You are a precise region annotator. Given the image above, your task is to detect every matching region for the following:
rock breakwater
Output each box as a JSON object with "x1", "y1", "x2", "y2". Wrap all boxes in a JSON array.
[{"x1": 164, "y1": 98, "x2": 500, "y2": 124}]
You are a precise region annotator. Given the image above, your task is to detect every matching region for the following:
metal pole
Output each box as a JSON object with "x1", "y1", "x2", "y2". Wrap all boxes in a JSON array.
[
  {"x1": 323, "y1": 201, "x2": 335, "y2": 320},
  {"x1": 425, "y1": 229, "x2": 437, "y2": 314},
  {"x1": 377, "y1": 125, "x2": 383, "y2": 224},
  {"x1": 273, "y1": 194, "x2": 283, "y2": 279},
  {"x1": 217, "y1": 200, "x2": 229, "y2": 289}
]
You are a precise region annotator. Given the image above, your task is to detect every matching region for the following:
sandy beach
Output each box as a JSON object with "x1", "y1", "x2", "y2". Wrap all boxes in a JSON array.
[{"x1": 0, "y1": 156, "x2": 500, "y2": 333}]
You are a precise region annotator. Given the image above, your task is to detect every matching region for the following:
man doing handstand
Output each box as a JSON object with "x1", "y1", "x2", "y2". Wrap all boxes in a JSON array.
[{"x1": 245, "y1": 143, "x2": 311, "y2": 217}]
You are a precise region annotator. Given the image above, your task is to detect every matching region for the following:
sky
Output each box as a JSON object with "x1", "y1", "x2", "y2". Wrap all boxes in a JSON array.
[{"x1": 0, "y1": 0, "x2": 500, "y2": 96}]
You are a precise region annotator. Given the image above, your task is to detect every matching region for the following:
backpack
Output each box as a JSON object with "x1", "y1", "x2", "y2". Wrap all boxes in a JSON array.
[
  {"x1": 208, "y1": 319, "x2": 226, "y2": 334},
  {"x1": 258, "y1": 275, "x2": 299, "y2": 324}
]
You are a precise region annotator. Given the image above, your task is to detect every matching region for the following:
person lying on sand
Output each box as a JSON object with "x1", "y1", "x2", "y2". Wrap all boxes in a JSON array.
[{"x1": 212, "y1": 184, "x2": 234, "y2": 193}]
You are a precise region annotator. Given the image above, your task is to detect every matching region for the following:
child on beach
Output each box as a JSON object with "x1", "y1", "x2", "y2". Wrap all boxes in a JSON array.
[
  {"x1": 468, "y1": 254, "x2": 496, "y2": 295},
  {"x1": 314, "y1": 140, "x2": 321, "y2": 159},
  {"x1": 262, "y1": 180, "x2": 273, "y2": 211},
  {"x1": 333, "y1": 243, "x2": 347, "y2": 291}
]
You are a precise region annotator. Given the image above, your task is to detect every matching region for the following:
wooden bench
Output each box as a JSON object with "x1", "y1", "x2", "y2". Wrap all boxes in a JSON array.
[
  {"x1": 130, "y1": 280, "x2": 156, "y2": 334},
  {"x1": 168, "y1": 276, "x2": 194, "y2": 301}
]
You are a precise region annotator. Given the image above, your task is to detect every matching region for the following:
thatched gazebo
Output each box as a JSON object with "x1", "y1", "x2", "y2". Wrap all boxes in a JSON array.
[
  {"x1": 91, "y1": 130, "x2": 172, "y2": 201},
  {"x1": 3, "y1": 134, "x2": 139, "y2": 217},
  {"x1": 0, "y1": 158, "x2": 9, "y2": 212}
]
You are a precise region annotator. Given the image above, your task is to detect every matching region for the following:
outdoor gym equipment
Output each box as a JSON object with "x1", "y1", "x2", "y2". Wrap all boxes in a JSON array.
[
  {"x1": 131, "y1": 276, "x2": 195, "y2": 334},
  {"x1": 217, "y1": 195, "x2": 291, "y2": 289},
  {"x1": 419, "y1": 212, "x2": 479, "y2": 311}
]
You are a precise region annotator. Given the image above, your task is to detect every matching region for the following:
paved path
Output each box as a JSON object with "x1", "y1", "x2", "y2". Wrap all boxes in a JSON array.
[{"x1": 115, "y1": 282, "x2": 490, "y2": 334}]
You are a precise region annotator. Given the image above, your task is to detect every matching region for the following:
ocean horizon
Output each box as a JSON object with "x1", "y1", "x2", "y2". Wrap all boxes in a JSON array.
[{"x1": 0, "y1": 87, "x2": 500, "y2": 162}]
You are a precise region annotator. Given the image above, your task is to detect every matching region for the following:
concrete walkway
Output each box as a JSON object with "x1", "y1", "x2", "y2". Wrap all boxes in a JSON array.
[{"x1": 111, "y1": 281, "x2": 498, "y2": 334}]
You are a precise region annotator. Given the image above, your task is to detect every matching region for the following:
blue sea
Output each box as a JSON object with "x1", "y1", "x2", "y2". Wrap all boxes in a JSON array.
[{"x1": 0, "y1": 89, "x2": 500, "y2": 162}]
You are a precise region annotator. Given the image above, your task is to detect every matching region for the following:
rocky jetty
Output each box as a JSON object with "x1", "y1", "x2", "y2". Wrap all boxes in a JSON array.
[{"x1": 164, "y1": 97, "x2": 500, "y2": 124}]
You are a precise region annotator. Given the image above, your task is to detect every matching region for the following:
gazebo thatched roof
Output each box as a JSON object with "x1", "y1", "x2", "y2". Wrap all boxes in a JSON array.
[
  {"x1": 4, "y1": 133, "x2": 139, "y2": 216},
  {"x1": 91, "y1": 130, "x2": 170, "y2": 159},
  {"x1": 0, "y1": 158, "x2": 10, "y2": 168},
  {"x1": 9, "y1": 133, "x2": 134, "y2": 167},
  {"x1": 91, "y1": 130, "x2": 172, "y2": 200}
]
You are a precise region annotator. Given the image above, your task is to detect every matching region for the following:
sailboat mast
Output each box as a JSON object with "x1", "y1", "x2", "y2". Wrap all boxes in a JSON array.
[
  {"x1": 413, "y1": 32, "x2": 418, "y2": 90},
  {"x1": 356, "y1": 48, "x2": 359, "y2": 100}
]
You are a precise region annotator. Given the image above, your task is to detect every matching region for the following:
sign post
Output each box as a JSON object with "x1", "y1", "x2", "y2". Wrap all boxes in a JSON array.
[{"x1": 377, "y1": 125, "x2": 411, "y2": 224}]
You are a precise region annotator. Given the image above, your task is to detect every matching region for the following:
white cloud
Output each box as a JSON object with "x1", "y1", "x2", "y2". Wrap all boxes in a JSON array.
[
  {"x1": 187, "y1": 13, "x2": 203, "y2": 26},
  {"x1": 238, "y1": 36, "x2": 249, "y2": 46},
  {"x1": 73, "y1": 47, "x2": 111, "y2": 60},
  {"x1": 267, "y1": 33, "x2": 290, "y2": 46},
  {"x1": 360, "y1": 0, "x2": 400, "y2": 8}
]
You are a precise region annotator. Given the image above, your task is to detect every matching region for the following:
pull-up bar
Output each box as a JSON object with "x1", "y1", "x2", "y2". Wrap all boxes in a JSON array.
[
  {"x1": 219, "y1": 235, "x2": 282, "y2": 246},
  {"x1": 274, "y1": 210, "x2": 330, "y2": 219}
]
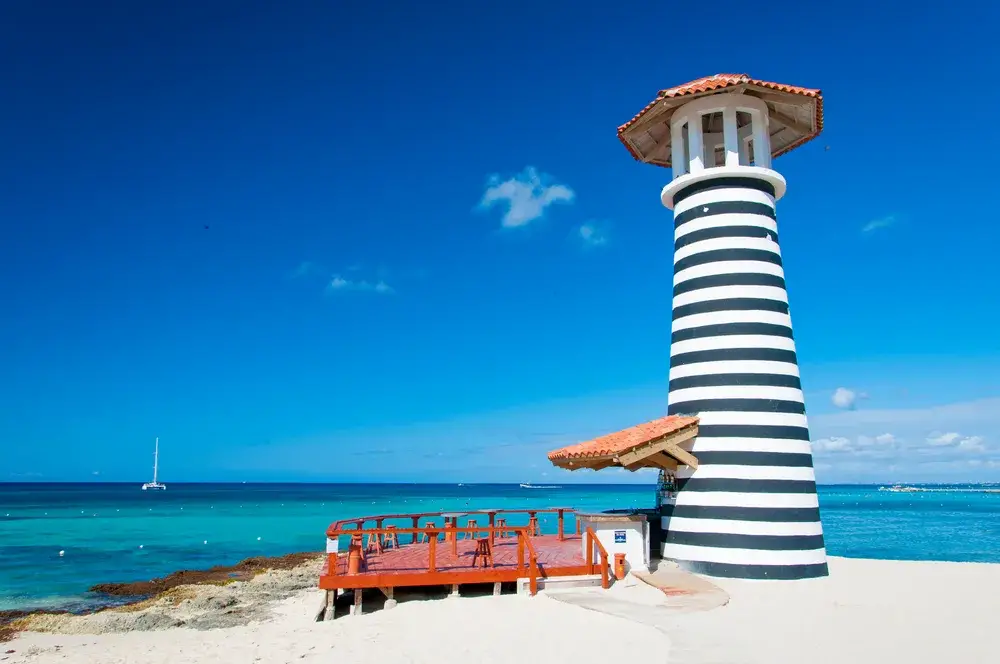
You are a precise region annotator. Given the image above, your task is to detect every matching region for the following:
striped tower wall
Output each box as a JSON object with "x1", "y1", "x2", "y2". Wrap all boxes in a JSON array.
[{"x1": 661, "y1": 174, "x2": 828, "y2": 579}]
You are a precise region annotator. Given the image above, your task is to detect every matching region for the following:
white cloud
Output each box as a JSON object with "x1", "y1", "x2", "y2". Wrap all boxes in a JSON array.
[
  {"x1": 577, "y1": 221, "x2": 608, "y2": 247},
  {"x1": 809, "y1": 399, "x2": 1000, "y2": 482},
  {"x1": 479, "y1": 166, "x2": 575, "y2": 228},
  {"x1": 328, "y1": 274, "x2": 395, "y2": 295},
  {"x1": 861, "y1": 214, "x2": 897, "y2": 233},
  {"x1": 830, "y1": 387, "x2": 858, "y2": 408},
  {"x1": 927, "y1": 431, "x2": 961, "y2": 447}
]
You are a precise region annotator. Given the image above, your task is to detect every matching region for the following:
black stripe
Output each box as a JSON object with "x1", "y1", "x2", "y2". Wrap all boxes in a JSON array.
[
  {"x1": 676, "y1": 560, "x2": 830, "y2": 581},
  {"x1": 695, "y1": 451, "x2": 812, "y2": 468},
  {"x1": 663, "y1": 525, "x2": 823, "y2": 551},
  {"x1": 670, "y1": 348, "x2": 796, "y2": 368},
  {"x1": 674, "y1": 226, "x2": 778, "y2": 250},
  {"x1": 674, "y1": 272, "x2": 785, "y2": 296},
  {"x1": 677, "y1": 477, "x2": 816, "y2": 493},
  {"x1": 667, "y1": 399, "x2": 806, "y2": 415},
  {"x1": 674, "y1": 245, "x2": 781, "y2": 274},
  {"x1": 674, "y1": 201, "x2": 776, "y2": 228},
  {"x1": 660, "y1": 506, "x2": 820, "y2": 523},
  {"x1": 669, "y1": 374, "x2": 802, "y2": 391},
  {"x1": 670, "y1": 324, "x2": 792, "y2": 343},
  {"x1": 674, "y1": 175, "x2": 774, "y2": 205},
  {"x1": 698, "y1": 424, "x2": 809, "y2": 440},
  {"x1": 673, "y1": 297, "x2": 788, "y2": 320}
]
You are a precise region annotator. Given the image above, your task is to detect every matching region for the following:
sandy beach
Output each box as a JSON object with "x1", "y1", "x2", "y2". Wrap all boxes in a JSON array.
[{"x1": 0, "y1": 558, "x2": 1000, "y2": 664}]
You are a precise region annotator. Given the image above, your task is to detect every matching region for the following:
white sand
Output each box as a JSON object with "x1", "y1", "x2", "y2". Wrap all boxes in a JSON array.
[{"x1": 0, "y1": 558, "x2": 1000, "y2": 664}]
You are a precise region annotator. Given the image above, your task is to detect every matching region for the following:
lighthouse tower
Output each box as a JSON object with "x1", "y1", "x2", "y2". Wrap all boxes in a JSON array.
[{"x1": 618, "y1": 74, "x2": 828, "y2": 580}]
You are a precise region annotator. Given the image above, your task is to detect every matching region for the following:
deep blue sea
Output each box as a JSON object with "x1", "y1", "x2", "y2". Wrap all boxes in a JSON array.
[{"x1": 0, "y1": 483, "x2": 1000, "y2": 610}]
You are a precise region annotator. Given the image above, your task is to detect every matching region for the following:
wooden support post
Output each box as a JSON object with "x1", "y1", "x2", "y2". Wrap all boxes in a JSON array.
[{"x1": 323, "y1": 590, "x2": 337, "y2": 620}]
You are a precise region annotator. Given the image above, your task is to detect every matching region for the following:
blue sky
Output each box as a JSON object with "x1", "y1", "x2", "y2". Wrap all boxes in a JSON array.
[{"x1": 0, "y1": 0, "x2": 1000, "y2": 482}]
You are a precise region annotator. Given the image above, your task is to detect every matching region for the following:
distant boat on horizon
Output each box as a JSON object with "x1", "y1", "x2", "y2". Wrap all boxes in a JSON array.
[{"x1": 142, "y1": 438, "x2": 167, "y2": 491}]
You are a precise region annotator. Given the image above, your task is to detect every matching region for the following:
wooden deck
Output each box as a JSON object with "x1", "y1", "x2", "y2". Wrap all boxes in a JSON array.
[{"x1": 319, "y1": 508, "x2": 610, "y2": 600}]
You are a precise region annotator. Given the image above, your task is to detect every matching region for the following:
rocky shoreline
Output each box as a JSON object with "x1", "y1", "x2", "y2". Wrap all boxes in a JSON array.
[{"x1": 0, "y1": 552, "x2": 323, "y2": 642}]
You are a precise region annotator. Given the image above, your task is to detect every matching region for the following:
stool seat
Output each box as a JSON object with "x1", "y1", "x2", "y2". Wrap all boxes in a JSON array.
[{"x1": 472, "y1": 537, "x2": 493, "y2": 567}]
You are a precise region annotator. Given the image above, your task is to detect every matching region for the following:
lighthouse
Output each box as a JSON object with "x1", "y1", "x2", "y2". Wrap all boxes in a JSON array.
[{"x1": 618, "y1": 74, "x2": 828, "y2": 580}]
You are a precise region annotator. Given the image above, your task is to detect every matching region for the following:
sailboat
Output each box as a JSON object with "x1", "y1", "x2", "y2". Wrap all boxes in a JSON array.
[{"x1": 142, "y1": 438, "x2": 167, "y2": 491}]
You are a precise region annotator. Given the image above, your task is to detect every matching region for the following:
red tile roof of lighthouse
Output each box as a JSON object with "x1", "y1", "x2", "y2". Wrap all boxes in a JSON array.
[{"x1": 618, "y1": 74, "x2": 823, "y2": 167}]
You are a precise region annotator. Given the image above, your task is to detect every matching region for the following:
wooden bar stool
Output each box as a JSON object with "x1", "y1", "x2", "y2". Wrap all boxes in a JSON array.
[
  {"x1": 382, "y1": 526, "x2": 399, "y2": 550},
  {"x1": 364, "y1": 533, "x2": 384, "y2": 553},
  {"x1": 472, "y1": 537, "x2": 493, "y2": 567},
  {"x1": 417, "y1": 521, "x2": 437, "y2": 542}
]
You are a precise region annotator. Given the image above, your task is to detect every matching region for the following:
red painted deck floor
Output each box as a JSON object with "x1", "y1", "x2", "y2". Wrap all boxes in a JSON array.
[{"x1": 320, "y1": 535, "x2": 588, "y2": 589}]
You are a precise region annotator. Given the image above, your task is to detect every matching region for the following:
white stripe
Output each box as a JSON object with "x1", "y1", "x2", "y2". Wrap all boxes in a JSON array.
[
  {"x1": 674, "y1": 187, "x2": 774, "y2": 216},
  {"x1": 689, "y1": 436, "x2": 812, "y2": 455},
  {"x1": 674, "y1": 237, "x2": 781, "y2": 264},
  {"x1": 670, "y1": 360, "x2": 799, "y2": 380},
  {"x1": 667, "y1": 385, "x2": 805, "y2": 405},
  {"x1": 674, "y1": 286, "x2": 788, "y2": 309},
  {"x1": 698, "y1": 411, "x2": 809, "y2": 428},
  {"x1": 670, "y1": 310, "x2": 792, "y2": 332},
  {"x1": 660, "y1": 516, "x2": 823, "y2": 536},
  {"x1": 670, "y1": 334, "x2": 795, "y2": 357},
  {"x1": 674, "y1": 212, "x2": 778, "y2": 242},
  {"x1": 677, "y1": 464, "x2": 816, "y2": 482},
  {"x1": 663, "y1": 542, "x2": 826, "y2": 565},
  {"x1": 674, "y1": 261, "x2": 785, "y2": 286},
  {"x1": 663, "y1": 491, "x2": 819, "y2": 508}
]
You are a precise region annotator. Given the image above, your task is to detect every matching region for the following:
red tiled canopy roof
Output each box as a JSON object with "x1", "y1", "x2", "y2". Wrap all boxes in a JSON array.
[
  {"x1": 549, "y1": 415, "x2": 698, "y2": 462},
  {"x1": 618, "y1": 74, "x2": 823, "y2": 166}
]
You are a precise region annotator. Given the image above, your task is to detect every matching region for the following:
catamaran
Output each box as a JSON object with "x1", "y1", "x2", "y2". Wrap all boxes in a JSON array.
[{"x1": 142, "y1": 438, "x2": 167, "y2": 491}]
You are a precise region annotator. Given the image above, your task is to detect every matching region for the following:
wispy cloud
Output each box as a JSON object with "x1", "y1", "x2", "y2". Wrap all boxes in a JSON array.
[
  {"x1": 327, "y1": 274, "x2": 396, "y2": 295},
  {"x1": 577, "y1": 221, "x2": 608, "y2": 247},
  {"x1": 479, "y1": 166, "x2": 576, "y2": 228},
  {"x1": 830, "y1": 387, "x2": 868, "y2": 410},
  {"x1": 810, "y1": 399, "x2": 1000, "y2": 482},
  {"x1": 861, "y1": 214, "x2": 899, "y2": 233}
]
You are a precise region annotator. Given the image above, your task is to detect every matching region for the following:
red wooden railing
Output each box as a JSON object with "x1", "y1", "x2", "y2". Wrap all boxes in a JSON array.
[{"x1": 587, "y1": 527, "x2": 611, "y2": 590}]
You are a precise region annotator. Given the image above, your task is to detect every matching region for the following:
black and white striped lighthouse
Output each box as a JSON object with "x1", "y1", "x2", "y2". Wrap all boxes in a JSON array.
[{"x1": 618, "y1": 74, "x2": 828, "y2": 580}]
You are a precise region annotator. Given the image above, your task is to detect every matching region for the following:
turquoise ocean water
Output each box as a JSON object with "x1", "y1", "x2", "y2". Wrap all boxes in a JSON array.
[{"x1": 0, "y1": 483, "x2": 1000, "y2": 610}]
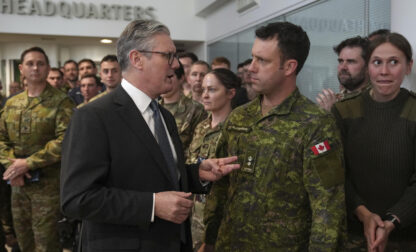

━━━━

# REQUEST:
Extract every line in the entries above that contains the word "black", copying each line in full.

# RESPONSE TO THE TASK:
black stripe
black and white striped lighthouse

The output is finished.